● **Check your understanding**
1) According to the Kathryn Swan biography, what degree did Swan earn from Southeast Missouri State University?
2) In the Kathryn Swan biography, rewrite the part from "Personal details" to "senator Wayne Wallingford.", swapping "Republican" for "Independent".
3) Go on with the Kathryn Swan biography from where it ends.

● **Supplied passage**
===============

Member of the Missouri House of Representatives from the 147th district
- In office 2013–2021
- Succeeded by: Wayne Wallingford

Personal details
- Born: November 9, 1950 (age 75)
- Party: Republican
- Spouse: Reg Swan
- Children: Regan, Maria
- Profession: businesswoman, nurse

= Kathryn Swan =

American politician

Kathryn Swan (born November 9, 1950) is an American politician. She has been a Republican member of the Missouri House of Representatives since 2013. Because of term limits she is not eligible to run for reelection in 2020, and she said she will run for an open senate seat being vacated by senator Wayne Wallingford.

==Education and personal life==
Swan graduated from Central High School in Cape Girardeau, after which she earned a B.S in nursing from Southeast Missouri State University. As a nurse she has worked in a variety of areas including progressive care, employee health, infection control, administrative supervision, and as a clinical instructor. Swan is the president of JCS Wireless, a small wireless communications company with offices in Cape Girardeau, Perryville, Missouri and Chester, Illinois.

Swan is married to Reg Swan and she has two children, Regan and Maria.

===============

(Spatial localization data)

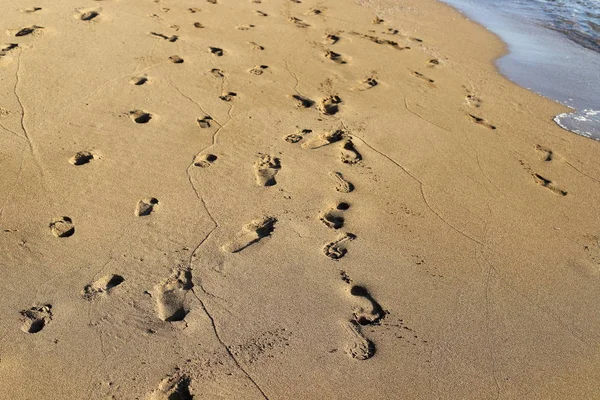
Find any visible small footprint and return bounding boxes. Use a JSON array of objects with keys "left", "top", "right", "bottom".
[
  {"left": 342, "top": 321, "right": 375, "bottom": 361},
  {"left": 69, "top": 151, "right": 97, "bottom": 166},
  {"left": 318, "top": 95, "right": 342, "bottom": 115},
  {"left": 196, "top": 115, "right": 213, "bottom": 129},
  {"left": 467, "top": 114, "right": 496, "bottom": 130},
  {"left": 169, "top": 55, "right": 183, "bottom": 64},
  {"left": 222, "top": 216, "right": 277, "bottom": 253},
  {"left": 325, "top": 50, "right": 348, "bottom": 64},
  {"left": 129, "top": 110, "right": 152, "bottom": 124},
  {"left": 254, "top": 154, "right": 281, "bottom": 186},
  {"left": 323, "top": 233, "right": 356, "bottom": 260},
  {"left": 302, "top": 129, "right": 345, "bottom": 149},
  {"left": 208, "top": 46, "right": 223, "bottom": 57},
  {"left": 248, "top": 65, "right": 269, "bottom": 75},
  {"left": 81, "top": 274, "right": 125, "bottom": 301},
  {"left": 135, "top": 197, "right": 158, "bottom": 217},
  {"left": 532, "top": 174, "right": 568, "bottom": 196},
  {"left": 154, "top": 267, "right": 194, "bottom": 322},
  {"left": 49, "top": 217, "right": 75, "bottom": 238},
  {"left": 341, "top": 139, "right": 362, "bottom": 164},
  {"left": 20, "top": 304, "right": 52, "bottom": 333},
  {"left": 194, "top": 154, "right": 217, "bottom": 168},
  {"left": 147, "top": 368, "right": 194, "bottom": 400},
  {"left": 329, "top": 172, "right": 354, "bottom": 193}
]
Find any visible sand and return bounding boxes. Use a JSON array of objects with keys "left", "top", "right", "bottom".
[{"left": 0, "top": 0, "right": 600, "bottom": 399}]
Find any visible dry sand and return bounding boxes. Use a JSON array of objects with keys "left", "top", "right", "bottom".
[{"left": 0, "top": 0, "right": 600, "bottom": 399}]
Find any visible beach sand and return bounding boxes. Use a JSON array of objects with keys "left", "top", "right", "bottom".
[{"left": 0, "top": 0, "right": 600, "bottom": 399}]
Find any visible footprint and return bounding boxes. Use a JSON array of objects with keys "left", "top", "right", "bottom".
[
  {"left": 222, "top": 217, "right": 277, "bottom": 253},
  {"left": 154, "top": 267, "right": 194, "bottom": 322},
  {"left": 467, "top": 114, "right": 496, "bottom": 130},
  {"left": 208, "top": 46, "right": 223, "bottom": 57},
  {"left": 129, "top": 76, "right": 148, "bottom": 86},
  {"left": 49, "top": 217, "right": 75, "bottom": 237},
  {"left": 20, "top": 304, "right": 52, "bottom": 333},
  {"left": 129, "top": 110, "right": 152, "bottom": 124},
  {"left": 196, "top": 115, "right": 213, "bottom": 129},
  {"left": 342, "top": 321, "right": 375, "bottom": 360},
  {"left": 325, "top": 50, "right": 348, "bottom": 64},
  {"left": 79, "top": 11, "right": 100, "bottom": 21},
  {"left": 323, "top": 233, "right": 356, "bottom": 260},
  {"left": 248, "top": 65, "right": 269, "bottom": 75},
  {"left": 254, "top": 154, "right": 281, "bottom": 186},
  {"left": 146, "top": 369, "right": 194, "bottom": 400},
  {"left": 150, "top": 32, "right": 179, "bottom": 43},
  {"left": 341, "top": 139, "right": 362, "bottom": 164},
  {"left": 81, "top": 274, "right": 125, "bottom": 301},
  {"left": 69, "top": 151, "right": 97, "bottom": 166},
  {"left": 292, "top": 94, "right": 315, "bottom": 108},
  {"left": 15, "top": 25, "right": 44, "bottom": 37},
  {"left": 288, "top": 17, "right": 310, "bottom": 28},
  {"left": 135, "top": 197, "right": 158, "bottom": 217},
  {"left": 535, "top": 144, "right": 554, "bottom": 162},
  {"left": 283, "top": 129, "right": 312, "bottom": 143},
  {"left": 411, "top": 71, "right": 436, "bottom": 88},
  {"left": 194, "top": 154, "right": 217, "bottom": 168},
  {"left": 169, "top": 55, "right": 183, "bottom": 64},
  {"left": 532, "top": 174, "right": 567, "bottom": 196},
  {"left": 302, "top": 129, "right": 345, "bottom": 149},
  {"left": 350, "top": 285, "right": 387, "bottom": 325},
  {"left": 318, "top": 95, "right": 342, "bottom": 115},
  {"left": 329, "top": 172, "right": 354, "bottom": 193}
]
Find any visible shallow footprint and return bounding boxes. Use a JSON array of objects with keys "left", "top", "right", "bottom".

===============

● **Exercise responses**
1) A B.S. in nursing.

2)
Personal details
- Born: November 9, 1950 (age 75)
- Party: Independent
- Spouse: Reg Swan
- Children: Regan, Maria
- Profession: businesswoman, nurse

= Kathryn Swan =

American politician

Kathryn Swan (born November 9, 1950) is an American politician. She has been a Independent member of the Missouri House of Representatives since 2013. Because of term limits she is not eligible to run for reelection in 2020, and she said she will run for an open senate seat being vacated by senator Wayne Wallingford.

3)
==Political positions==
===Education===
In 2018, Swan proposed house bill HB1665 to allow high schools to temporarily hire professionals without an education degree but with a bachelor's degree in their subject area. Under this new visiting scholars program, a teacher can be hired for one year, with an option to renew for two more years. With only three no votes in the house and one no vote in the senate, the new law was signed by governor Eric Greitens on June 1, 2018.

===Families and children===
In 2018, Swan proposed house bill HB1667 to established a rebuttable legal presumption of shared parenting after divorce or separation. With this bill, except in situations of child neglect or abuse children would spend equal or near equal parenting times with their mother and father. The bill passed the house with a vote of 137 to 7; it passed the senate committee, but was filibustered in the Senate. Swan reintroduced the bill in 2019, under the new name of HB229.